■ **Source document**
··········

And the artwork is a fantastic window into this bright, warm, buzzing electric universe! Artist Miguel Sepulveda’s frames crackle with energy and power, the characters burst off the page as they plunge into endless vistas or star-filled horizons, and there are murky shadows sneaking round the bright costumes just so we know it’s not all brightness and light! The final splash page with the guardians facing off against their opposite numbers is a fantastic example of the artist and colourist coming together to produce a big, bright but foreboding image, as if a gladiatorial fight was lit only by lightning and huge bonfires it glows out from the page and you can feel the heat of the battle about to break loose!

It’s full on escapist, silly, space-age, nutty fun. The sort of book you wished you could have read when you were 8 years old and still had weekends free to play with your lego and build spaceships.

And if that doesn’t win you over,  it has a Raccoon in a robotic battle suit.

Dirty Little Secrets

I have a very funny caption for this picture, but it's a secret.


It’s been waaaay too long since my last post, so I’m fisting my way back in hard to this shriveled up hole of a blog with Secret Avengers #1! Oooh Boy!

Steve Rogers (the original Captain America) is now head of S.H.I.E.L.D., (the Strategic Hazard Intervention, Espionage Logistics Directorate) and that means he gets to swagger about kicking arse and wearing an awesome costume. And it also means he needs a super-secret squad of heroes who he can rely on to go on all the missions he can’t send the big-shot superhero teams on. When it’s not a villain in a mask who needs to be stopped, but a multi-national corporation or terrorist organisation, he needs to send in the Secret Avengers! And he makes it just about the coolest team I’ve ever seen.

··········

Dataset excerpts

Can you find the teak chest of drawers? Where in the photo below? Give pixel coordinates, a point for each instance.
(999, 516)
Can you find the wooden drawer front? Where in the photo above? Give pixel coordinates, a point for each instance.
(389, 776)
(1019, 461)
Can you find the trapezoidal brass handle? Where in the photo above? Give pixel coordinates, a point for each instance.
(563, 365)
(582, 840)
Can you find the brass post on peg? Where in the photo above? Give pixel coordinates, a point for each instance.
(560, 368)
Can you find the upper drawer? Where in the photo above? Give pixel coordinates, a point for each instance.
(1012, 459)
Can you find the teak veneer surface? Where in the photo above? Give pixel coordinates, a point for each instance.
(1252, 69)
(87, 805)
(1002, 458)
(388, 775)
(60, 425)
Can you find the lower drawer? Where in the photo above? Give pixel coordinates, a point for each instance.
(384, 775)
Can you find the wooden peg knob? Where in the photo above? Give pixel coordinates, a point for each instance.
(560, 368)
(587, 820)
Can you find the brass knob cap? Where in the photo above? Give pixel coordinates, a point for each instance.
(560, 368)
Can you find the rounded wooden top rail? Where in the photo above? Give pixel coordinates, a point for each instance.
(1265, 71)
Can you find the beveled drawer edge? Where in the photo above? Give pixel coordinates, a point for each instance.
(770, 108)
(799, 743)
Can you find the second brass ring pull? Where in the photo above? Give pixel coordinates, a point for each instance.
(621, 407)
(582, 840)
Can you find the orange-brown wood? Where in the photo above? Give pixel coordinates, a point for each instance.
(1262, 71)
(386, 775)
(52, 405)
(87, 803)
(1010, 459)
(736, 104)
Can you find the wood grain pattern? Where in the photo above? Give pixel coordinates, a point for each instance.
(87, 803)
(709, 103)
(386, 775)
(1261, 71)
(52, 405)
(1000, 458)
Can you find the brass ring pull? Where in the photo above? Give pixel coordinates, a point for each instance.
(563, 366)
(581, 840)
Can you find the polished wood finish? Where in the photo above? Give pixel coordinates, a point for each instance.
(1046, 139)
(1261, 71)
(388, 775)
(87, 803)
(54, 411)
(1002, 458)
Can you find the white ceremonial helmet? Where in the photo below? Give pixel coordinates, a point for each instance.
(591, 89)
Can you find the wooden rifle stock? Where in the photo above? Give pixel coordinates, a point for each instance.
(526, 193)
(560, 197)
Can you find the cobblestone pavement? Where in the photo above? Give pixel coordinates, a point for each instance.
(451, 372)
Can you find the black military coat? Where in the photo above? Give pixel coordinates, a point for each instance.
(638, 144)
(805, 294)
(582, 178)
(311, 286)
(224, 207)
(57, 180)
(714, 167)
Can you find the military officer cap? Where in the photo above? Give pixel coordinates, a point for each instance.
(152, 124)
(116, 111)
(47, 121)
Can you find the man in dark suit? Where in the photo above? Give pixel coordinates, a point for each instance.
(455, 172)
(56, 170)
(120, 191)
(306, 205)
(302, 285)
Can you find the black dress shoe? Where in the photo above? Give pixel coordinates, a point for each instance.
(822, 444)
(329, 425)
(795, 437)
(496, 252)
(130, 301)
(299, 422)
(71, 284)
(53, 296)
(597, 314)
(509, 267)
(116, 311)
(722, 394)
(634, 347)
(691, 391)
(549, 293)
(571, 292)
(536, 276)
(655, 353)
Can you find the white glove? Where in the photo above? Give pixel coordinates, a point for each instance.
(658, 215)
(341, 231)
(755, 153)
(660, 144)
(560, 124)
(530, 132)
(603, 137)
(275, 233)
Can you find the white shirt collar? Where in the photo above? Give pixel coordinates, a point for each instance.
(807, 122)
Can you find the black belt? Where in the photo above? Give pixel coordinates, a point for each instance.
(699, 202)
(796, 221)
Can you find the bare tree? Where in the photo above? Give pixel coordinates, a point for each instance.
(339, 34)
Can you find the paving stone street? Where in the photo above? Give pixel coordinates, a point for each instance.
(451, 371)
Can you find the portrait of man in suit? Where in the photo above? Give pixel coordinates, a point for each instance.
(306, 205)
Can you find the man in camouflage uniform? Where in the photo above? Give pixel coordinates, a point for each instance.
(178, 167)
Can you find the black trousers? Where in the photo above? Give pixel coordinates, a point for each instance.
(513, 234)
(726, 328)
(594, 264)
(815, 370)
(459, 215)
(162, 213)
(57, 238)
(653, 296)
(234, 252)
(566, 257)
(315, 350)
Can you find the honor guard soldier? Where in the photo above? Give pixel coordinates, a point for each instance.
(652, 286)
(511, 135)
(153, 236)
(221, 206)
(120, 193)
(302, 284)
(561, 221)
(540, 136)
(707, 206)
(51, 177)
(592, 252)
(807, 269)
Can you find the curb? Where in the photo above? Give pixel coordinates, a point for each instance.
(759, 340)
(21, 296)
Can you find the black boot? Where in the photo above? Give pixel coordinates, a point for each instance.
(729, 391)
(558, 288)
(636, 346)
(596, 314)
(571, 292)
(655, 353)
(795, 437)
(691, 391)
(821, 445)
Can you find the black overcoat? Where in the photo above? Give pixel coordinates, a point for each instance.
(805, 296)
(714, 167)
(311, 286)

··········

■ **Activities**
**a)** Transcribe the stretch of the comics blog post from "I have a very" through "I’ve ever seen.".
**b)** Write the next part of the comics blog post, picking up after its last sentence.

■ **Answers to this exercise**
**a)**
I have a very funny caption for this picture, but it's a secret.


It’s been waaaay too long since my last post, so I’m fisting my way back in hard to this shriveled up hole of a blog with Secret Avengers #1! Oooh Boy!

Steve Rogers (the original Captain America) is now head of S.H.I.E.L.D., (the Strategic Hazard Intervention, Espionage Logistics Directorate) and that means he gets to swagger about kicking arse and wearing an awesome costume. And it also means he needs a super-secret squad of heroes who he can rely on to go on all the missions he can’t send the big-shot superhero teams on. When it’s not a villain in a mask who needs to be stopped, but a multi-national corporation or terrorist organisation, he needs to send in the Secret Avengers! And he makes it just about the coolest team I’ve ever seen.

**b)**
First off we have Steve Rogers himself, a man who has actually punched Hitler in the face on the cover of his comic way back in 1941.

Little does Cap realise that Churchill has already given ol' Adolf an enormous wedgie.

Theres also War Machine, off of the Iron man film. And Moonknight, who is a nutcase who is driven by the egyptian spirit of vengeance, and the Black Widow, off of the Iron Man film, and Valkyrie who is a gosh-darned nordic goddess, and Beast off of the X-Men 3 film played by that one out of Frasier, and Ant-Man who can turn all small. It’s the most daft team-up of all time, and that’s why this book works so well. Each one of these characters is given their little moment to shine, and you suddenly realise that this is actually made up of the most competent and skilled heros in the whole of the Marvel universe. An example of just how cool this team is:-

BEAST (to Steve Rogers) :- “You have someone on this team who can just check out the planet Mars for us?”

STEVE ROGERS:- “Of course I do…..What kind of operation did you think I was running?”

And its true! The Secret Avengers actually have a proper intergalactic Guardian of the Galaxy on the team! This comic has it all, from sexy ladies all punching up special forces soldiers, to spaceships screaming through space, spys and black-clad secret organisations, and a twist at the end that made me whoop out loud on the train with excitement. (“Surely NOT!” I should have said to myself quietly, but instead I said out loud “FWOOO-COR!”)

And the artist on this comic is throwing his all into it. From every introduction scene were Steve rounds up his posse, each character is pictured in exactly the sort of epic, heroic, larger-than-life pose you expect of these people to be in, from standing on the ledge of a skyscraper with a vast cape billowing in the wind, to crashing through windows and summoning swords from mystical realms. Each panel is dripping in shadows and muted colours, since its mainly set at night, and about 50% is all flashback, but you do get big flashes of colour in uniforms or landscapes, and it is an absolute joy to behold. Marvel’s new ‘Heroic Age’  is finally telling stories that are just honest, pure, damned good fun. This comic has space ships in! And a secret villains base on Mars!!

This is exactly how comics should be done.